• Supplied passage:

--- START ---

= Joachim Edler von Popper =

Joachim Edler von Popper (20 October 1722 – 11 May 1795) came from a family of entrepreneurs and communal leaders from Březnice (Breznitz) in the Kingdom of Bohemia, now the Czech Republic. His father, Wolf Popper, was a Primator (Chief Judge) of the Jews of Bohemia.

Joachim Popper moved from Březnice to Prague and prospered there as a merchant (woolens, potash, whalebone), banker and manufacturer. In the mid-eighteenth century, Holy Roman Emperor Leopold II held a monopoly of tobacco in Austria-Hungary. Leopold divided the monopoly into leases and awarded them to Joachim, Israel Edler von Hönigsberg, and Salomon Dobruschka.

On 27 May 1790, Joachim was ennobled as the first "Edler von Popper". He was the second Austrian Jew to be ennobled, not having to convert to Catholicism or be baptized in order to do so.

Joachim Edler von Popper was also a public figure and benefactor. He founded a beth midrash in Prague with Israel Fränkel, and helped fund the construction of the Popper Synagogue.

Joachim did not have any biological children, but he adopted his great-nephew Simon Popper, who inherited his title as Simon Edler von Popper. He also adopted his nephew Abraham Löbl Duschenes, who inherited his title as Andreas Josef Edler von Popper, and Elke Joß, who married Moses Dobruška. Elke was disinherited because of her conversion.

--- END ---

Rows pointing to places named in words:
--- START ---

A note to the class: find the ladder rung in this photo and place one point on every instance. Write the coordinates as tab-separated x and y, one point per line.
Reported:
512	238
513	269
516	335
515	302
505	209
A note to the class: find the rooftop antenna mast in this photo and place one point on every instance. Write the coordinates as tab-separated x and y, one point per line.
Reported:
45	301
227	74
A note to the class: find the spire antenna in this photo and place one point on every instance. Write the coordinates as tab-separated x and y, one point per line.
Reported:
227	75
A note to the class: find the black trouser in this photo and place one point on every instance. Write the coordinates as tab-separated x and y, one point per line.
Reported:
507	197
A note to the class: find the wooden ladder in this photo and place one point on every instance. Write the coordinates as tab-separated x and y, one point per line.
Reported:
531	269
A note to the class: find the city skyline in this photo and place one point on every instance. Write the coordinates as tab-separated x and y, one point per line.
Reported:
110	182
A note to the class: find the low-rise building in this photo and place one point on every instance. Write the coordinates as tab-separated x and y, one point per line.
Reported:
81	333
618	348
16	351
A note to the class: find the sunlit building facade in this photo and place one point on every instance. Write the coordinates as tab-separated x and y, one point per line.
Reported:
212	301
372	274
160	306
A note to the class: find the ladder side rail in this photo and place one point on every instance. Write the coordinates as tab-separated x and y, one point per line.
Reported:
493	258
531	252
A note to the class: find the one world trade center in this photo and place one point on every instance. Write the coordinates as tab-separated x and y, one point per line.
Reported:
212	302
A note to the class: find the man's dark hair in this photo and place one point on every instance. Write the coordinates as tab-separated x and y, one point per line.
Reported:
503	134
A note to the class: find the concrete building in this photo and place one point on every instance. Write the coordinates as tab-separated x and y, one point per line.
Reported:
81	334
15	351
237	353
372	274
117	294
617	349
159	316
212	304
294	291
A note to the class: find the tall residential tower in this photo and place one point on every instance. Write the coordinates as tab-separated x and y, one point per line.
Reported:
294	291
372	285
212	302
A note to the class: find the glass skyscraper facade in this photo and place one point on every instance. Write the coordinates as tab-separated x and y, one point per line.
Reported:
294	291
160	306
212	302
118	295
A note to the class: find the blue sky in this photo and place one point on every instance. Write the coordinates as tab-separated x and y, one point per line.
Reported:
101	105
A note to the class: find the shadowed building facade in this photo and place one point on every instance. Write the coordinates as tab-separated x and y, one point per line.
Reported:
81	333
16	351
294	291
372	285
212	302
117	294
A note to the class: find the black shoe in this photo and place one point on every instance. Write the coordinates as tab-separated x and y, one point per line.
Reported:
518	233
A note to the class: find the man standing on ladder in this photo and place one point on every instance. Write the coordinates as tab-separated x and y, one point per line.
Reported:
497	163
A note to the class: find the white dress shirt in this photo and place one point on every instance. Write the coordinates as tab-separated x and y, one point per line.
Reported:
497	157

--- END ---
--- START ---

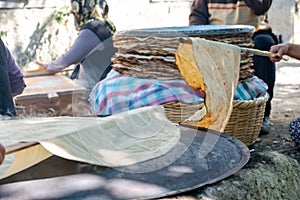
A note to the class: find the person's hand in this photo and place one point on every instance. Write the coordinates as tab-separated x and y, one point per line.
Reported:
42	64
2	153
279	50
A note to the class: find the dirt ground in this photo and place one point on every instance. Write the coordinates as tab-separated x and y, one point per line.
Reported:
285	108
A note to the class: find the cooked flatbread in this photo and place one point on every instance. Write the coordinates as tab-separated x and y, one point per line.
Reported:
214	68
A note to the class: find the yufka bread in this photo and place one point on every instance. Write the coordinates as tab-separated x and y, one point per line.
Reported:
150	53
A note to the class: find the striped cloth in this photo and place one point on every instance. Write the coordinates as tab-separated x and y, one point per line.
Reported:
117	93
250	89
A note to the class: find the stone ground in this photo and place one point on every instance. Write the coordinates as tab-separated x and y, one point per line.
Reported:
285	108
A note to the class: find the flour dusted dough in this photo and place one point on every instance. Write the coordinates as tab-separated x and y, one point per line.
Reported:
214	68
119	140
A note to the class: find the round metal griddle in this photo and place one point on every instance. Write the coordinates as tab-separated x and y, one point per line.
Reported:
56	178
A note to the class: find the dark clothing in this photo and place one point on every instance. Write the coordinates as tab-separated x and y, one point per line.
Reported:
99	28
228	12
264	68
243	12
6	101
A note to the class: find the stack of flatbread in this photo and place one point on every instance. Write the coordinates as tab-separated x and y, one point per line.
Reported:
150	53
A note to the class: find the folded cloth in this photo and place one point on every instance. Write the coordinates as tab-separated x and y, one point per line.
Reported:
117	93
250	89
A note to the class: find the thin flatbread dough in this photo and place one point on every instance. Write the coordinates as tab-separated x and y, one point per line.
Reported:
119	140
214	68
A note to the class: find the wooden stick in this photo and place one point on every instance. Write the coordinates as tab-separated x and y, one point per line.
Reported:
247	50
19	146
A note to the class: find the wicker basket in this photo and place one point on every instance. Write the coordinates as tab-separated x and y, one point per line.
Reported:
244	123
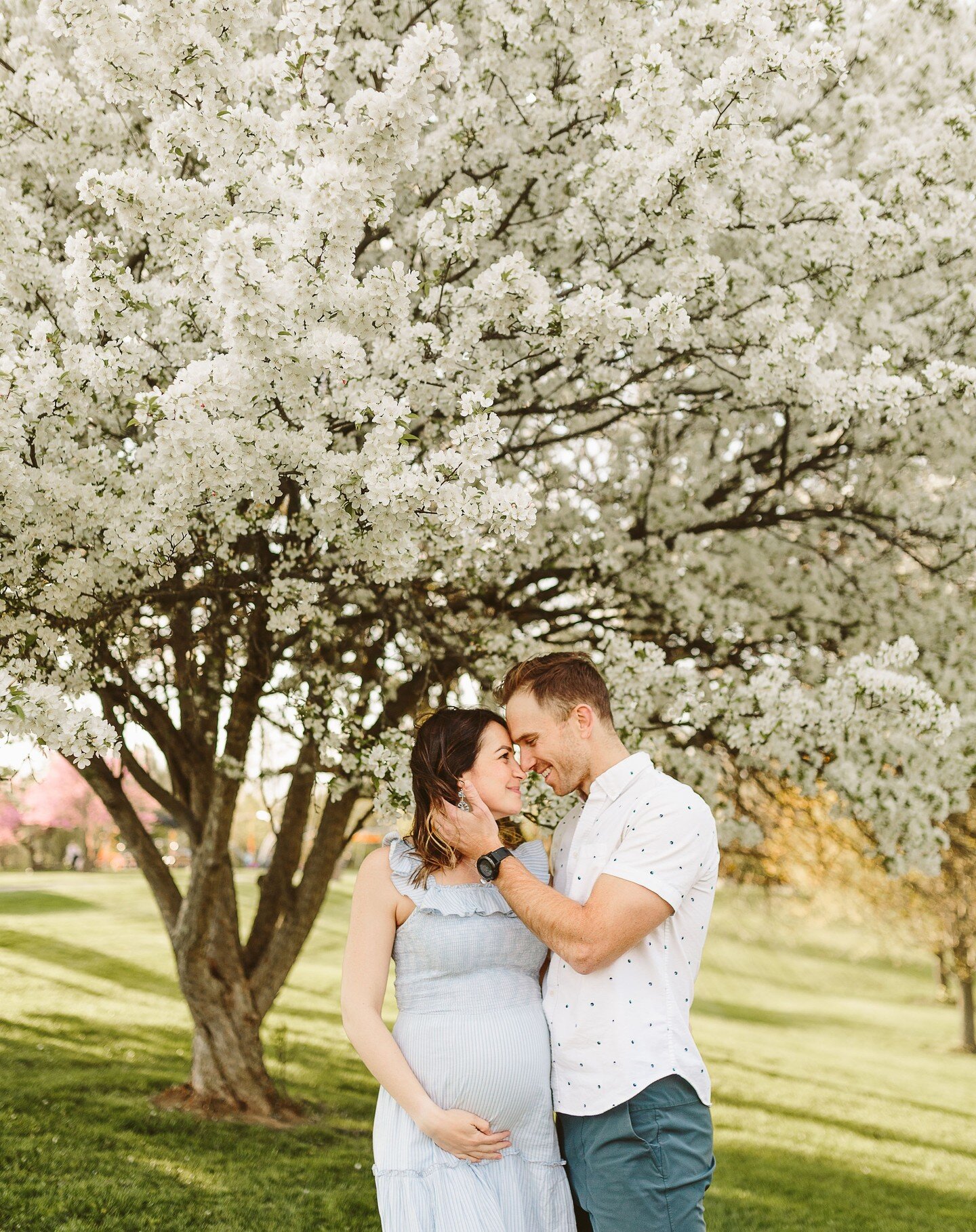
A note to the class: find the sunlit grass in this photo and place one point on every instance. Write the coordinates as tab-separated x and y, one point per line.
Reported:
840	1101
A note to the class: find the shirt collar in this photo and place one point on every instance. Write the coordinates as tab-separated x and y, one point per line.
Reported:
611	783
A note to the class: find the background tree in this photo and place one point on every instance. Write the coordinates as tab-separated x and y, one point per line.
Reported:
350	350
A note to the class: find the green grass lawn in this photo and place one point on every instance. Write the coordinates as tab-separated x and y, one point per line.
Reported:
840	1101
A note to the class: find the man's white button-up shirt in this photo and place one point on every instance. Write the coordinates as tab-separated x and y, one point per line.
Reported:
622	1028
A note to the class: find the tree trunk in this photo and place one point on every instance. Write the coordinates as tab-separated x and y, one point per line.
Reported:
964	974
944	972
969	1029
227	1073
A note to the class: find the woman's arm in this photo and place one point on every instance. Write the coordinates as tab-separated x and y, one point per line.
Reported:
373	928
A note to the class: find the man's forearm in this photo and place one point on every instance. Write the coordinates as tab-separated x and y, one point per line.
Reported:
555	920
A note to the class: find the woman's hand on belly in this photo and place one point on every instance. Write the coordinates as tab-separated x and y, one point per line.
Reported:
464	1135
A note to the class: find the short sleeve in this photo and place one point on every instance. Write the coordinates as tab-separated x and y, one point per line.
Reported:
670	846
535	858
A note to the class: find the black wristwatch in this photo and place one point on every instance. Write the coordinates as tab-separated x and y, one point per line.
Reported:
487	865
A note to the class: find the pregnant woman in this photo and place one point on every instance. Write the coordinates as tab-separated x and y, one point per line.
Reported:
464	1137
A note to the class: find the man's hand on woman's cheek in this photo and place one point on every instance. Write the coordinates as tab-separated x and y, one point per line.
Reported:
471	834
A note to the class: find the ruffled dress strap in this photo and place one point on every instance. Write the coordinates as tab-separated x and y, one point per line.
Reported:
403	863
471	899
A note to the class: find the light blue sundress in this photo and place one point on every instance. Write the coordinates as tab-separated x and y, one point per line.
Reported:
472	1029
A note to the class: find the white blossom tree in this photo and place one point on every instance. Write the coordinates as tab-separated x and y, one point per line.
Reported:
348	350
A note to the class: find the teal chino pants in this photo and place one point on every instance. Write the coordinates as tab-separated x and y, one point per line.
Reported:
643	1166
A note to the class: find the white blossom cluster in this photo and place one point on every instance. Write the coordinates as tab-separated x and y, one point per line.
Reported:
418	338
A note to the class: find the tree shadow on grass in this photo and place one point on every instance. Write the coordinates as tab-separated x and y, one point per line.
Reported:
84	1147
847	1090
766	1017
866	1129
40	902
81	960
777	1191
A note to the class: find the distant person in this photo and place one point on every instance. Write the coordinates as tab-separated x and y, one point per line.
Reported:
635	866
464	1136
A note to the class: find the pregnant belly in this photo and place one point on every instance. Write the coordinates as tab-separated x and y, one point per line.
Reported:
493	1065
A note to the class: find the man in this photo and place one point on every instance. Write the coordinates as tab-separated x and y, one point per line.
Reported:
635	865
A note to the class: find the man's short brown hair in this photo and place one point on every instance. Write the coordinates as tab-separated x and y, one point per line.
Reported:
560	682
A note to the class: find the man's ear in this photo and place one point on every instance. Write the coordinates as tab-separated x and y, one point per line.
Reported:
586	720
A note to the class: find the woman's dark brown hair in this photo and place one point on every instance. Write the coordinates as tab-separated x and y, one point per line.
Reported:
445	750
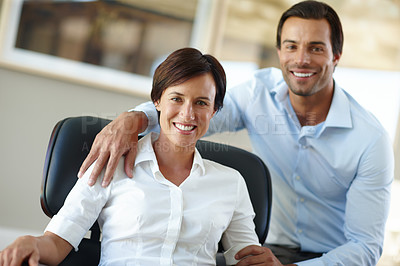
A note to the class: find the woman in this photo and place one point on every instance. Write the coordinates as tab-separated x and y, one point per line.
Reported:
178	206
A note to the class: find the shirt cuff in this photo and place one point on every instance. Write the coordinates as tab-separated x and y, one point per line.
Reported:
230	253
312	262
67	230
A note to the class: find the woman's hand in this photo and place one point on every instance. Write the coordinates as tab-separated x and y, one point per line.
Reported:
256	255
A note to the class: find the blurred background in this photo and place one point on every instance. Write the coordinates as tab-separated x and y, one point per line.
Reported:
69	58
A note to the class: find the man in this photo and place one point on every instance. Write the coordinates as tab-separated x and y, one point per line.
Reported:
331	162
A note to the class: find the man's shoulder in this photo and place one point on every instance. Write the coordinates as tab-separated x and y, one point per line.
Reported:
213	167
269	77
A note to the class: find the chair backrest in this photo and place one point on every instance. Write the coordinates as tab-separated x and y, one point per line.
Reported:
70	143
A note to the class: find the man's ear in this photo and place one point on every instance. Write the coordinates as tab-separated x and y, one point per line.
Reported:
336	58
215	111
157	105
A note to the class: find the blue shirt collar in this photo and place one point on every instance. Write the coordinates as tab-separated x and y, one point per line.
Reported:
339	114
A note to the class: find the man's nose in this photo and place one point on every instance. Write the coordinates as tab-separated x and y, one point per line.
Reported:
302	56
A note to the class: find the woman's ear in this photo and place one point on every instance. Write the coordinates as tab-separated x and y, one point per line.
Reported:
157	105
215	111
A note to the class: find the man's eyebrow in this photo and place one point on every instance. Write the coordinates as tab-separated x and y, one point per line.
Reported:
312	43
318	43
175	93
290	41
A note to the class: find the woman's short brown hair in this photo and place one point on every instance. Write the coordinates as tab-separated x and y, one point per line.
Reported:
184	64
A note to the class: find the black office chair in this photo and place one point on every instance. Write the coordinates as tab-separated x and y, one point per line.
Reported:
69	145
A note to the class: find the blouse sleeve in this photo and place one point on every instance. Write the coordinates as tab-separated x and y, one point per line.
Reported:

--- END ---

• Problem details:
Quote the full text about Joachim Edler von Popper word for word. The rows are separate from the Joachim Edler von Popper text and have nothing to do with it.

• Solution to this exercise:
= Joachim Edler von Popper =

Joachim Edler von Popper (20 October 1722 – 11 May 1795) came from a family of entrepreneurs and communal leaders from Březnice (Breznitz) in the Kingdom of Bohemia, now the Czech Republic. His father, Wolf Popper, was a Primator (Chief Judge) of the Jews of Bohemia.

Joachim Popper moved from Březnice to Prague and prospered there as a merchant (woolens, potash, whalebone), banker and manufacturer. In the mid-eighteenth century, Holy Roman Emperor Leopold II held a monopoly of tobacco in Austria-Hungary. Leopold divided the monopoly into leases and awarded them to Joachim, Israel Edler von Hönigsberg, and Salomon Dobruschka.

On 27 May 1790, Joachim was ennobled as the first "Edler von Popper". He was the second Austrian Jew to be ennobled, not having to convert to Catholicism or be baptized in order to do so.

Joachim Edler von Popper was also a public figure and benefactor. He founded a beth midrash in Prague with Israel Fränkel, and helped fund the construction of the Popper Synagogue.

Joachim did not have any biological children, but he adopted his great-nephew Simon Popper, who inherited his title as Simon Edler von Popper. He also adopted his nephew Abraham Löbl Duschenes, who inherited his title as Andreas Josef Edler von Popper, and Elke Joß, who married Moses Dobruška. Elke was disinherited because of her conversion.